----- Материалы задания -----
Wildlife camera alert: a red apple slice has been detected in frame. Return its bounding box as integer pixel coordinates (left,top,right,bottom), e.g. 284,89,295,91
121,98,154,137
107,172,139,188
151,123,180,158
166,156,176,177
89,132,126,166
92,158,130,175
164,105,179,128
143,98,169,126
-----
**Описание задачи**:
Перенесите все записи в CSV-файл с двумя столбцами, «текст» и «ответ», по одной строке на каждую запись. Поместите каждое значение в отдельное поле в кавычках, а переносы строк внутри него замените пробелами.

**Ответ**:
текст,ответ
"Wildlife camera alert: a red apple slice has been detected in frame. Return its bounding box as integer pixel coordinates (left,top,right,bottom), e.g. 284,89,295,91","121,98,154,137 107,172,139,188 151,123,180,158 166,156,176,177 89,132,126,166 92,158,130,175 164,105,179,128 143,98,169,126"